* Prompt: Give all the data again exactly.

* Data for this task:
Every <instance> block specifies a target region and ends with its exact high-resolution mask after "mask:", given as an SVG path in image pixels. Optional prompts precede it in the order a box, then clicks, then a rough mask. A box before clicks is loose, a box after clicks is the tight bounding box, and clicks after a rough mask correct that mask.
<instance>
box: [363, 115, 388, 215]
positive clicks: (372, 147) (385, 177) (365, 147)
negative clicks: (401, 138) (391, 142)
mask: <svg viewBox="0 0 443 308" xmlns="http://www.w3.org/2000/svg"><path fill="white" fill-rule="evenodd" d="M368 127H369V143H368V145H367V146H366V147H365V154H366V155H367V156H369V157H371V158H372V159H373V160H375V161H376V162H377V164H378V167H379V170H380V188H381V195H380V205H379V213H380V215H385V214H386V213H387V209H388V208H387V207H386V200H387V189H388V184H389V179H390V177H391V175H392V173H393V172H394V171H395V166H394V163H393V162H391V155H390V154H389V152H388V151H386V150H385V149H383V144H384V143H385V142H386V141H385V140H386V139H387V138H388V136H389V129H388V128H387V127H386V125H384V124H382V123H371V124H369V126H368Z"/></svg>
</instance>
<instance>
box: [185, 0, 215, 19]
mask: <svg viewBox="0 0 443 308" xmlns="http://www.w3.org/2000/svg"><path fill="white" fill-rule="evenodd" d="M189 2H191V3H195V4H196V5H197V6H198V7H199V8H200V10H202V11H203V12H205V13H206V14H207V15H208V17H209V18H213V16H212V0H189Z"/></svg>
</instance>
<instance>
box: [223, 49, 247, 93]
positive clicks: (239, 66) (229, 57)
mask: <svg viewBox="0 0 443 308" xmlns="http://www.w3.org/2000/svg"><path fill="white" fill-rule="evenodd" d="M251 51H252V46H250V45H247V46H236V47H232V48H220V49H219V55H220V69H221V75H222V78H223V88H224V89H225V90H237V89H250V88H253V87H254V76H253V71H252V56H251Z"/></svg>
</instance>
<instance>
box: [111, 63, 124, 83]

* Output of the exercise:
Every <instance> block specifies a target region and ends with its exact high-resolution mask after "mask:", given as an SVG path in image pixels. Optional prompts precede it in the order a box, then clicks, then a rough mask. A box before clicks is loose, a box after clicks is the tight bounding box, and clicks after a rough mask correct that mask.
<instance>
box: [363, 115, 388, 215]
positive clicks: (372, 147) (385, 177) (365, 147)
negative clicks: (401, 138) (391, 142)
mask: <svg viewBox="0 0 443 308" xmlns="http://www.w3.org/2000/svg"><path fill="white" fill-rule="evenodd" d="M368 127H369V143H368V145H367V146H366V147H365V154H366V155H367V156H369V157H371V158H372V159H373V160H375V161H376V162H377V164H378V167H379V170H380V188H381V195H380V205H379V213H380V215H385V214H386V213H387V209H388V208H387V207H386V200H387V189H388V184H389V179H390V177H391V175H392V173H393V172H394V171H395V166H394V163H393V162H391V155H390V154H389V152H388V151H386V150H385V149H383V144H384V143H385V142H386V141H385V140H386V139H387V138H388V136H389V129H388V128H387V127H386V125H384V124H382V123H371V124H369V126H368Z"/></svg>
</instance>
<instance>
box: [185, 0, 215, 19]
mask: <svg viewBox="0 0 443 308" xmlns="http://www.w3.org/2000/svg"><path fill="white" fill-rule="evenodd" d="M189 2H191V3H195V4H196V5H197V6H198V7H199V8H200V10H202V11H203V12H205V13H206V14H207V15H208V17H209V18H213V16H212V0H189Z"/></svg>
</instance>
<instance>
box: [223, 49, 247, 93]
positive clicks: (239, 66) (229, 57)
mask: <svg viewBox="0 0 443 308" xmlns="http://www.w3.org/2000/svg"><path fill="white" fill-rule="evenodd" d="M251 51H252V46H250V45H247V46H236V47H232V48H220V49H219V55H220V69H221V75H222V78H223V88H224V89H225V90H237V89H250V88H253V87H254V76H253V71H252V56H251Z"/></svg>
</instance>
<instance>
box: [111, 63, 124, 83]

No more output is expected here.